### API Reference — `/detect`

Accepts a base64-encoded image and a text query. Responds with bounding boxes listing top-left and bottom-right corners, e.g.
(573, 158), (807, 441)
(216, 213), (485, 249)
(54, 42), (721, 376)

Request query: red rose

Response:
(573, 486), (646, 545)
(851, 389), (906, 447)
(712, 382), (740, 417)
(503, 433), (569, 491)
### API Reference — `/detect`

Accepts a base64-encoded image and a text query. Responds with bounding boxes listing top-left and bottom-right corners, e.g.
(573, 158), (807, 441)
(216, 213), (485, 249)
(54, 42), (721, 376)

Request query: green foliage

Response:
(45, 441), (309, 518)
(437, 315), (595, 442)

# # # #

# Aim of the task:
Recast every line of the data above as a Markdown table with two columns, Row and Line, numbering the lines in order and omitting blank lines.

# Response for this exercise:
| Row | Line |
|---|---|
| 1 | ### API Reference — `/detect` |
| 2 | Accepts a base64-encoded image and a text query. Responds with bounding boxes listing top-left and bottom-right corners, e.g. |
| 3 | (573, 158), (807, 441) |
| 4 | (216, 213), (485, 249) |
| 5 | (54, 42), (721, 376) |
| 6 | Request query: red rose |
| 7 | Response: |
| 8 | (573, 486), (646, 545) |
| 9 | (851, 389), (906, 447) |
| 10 | (712, 382), (740, 417) |
| 11 | (503, 433), (569, 491) |
| 12 | ### API Reference — `/detect` |
| 13 | Accepts a base64-encoded image and a text query. Responds with bounding boxes listing top-left and bottom-right corners, e.g. |
| 14 | (573, 158), (807, 441) |
| 15 | (216, 213), (485, 249) |
| 16 | (54, 42), (721, 376) |
| 17 | Request query: green foliage |
| 18 | Response: |
| 19 | (45, 441), (309, 518) |
| 20 | (437, 315), (595, 442) |